### What is needed
Print everything from the first of the lines below down to the line containing "M1 105L6 132L8", including both ends, with each line reproduced precisely.

### Records to process
— start —
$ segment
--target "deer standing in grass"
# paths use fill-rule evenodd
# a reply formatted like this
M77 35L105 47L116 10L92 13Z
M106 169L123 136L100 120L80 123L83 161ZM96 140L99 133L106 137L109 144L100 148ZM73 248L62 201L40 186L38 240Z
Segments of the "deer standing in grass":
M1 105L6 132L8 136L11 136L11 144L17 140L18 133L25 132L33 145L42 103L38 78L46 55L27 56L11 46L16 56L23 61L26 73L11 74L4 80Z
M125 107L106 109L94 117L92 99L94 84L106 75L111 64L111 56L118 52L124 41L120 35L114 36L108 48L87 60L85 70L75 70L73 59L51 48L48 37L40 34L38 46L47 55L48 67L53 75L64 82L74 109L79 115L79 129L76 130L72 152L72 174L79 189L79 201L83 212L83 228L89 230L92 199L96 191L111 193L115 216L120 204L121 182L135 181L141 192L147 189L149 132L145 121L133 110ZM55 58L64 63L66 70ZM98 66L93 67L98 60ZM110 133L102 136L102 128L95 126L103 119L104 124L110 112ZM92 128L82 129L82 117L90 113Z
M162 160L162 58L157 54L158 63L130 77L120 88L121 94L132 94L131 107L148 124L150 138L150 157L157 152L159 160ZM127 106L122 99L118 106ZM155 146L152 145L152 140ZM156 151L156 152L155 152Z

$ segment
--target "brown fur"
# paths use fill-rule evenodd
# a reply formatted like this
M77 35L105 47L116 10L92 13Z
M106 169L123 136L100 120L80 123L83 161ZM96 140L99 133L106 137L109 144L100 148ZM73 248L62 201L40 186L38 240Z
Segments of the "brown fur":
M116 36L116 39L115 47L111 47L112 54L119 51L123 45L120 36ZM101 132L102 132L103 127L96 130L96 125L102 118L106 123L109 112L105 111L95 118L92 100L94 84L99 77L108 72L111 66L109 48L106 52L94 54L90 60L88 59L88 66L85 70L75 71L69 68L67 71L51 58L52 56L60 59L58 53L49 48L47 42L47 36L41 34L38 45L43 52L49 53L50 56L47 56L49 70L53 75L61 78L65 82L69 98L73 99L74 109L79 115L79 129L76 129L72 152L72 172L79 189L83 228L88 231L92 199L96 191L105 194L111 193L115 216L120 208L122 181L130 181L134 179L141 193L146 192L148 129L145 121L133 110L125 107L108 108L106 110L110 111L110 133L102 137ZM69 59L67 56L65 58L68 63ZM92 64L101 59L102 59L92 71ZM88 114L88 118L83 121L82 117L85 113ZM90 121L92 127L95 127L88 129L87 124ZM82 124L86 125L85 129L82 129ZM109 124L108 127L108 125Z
— end —
### Solution to this task
$ segment
--target "deer standing in grass"
# paths use fill-rule evenodd
# a reply formatted like this
M77 35L105 47L116 10L92 13Z
M106 169L123 136L100 120L80 123L83 161ZM96 140L99 133L106 137L109 144L100 148ZM73 248L62 201L40 186L38 240Z
Segments of the "deer standing in grass":
M1 105L6 132L8 136L11 136L11 144L17 140L18 133L25 132L33 145L42 103L38 78L46 55L27 56L11 46L16 56L23 61L26 73L11 74L4 80Z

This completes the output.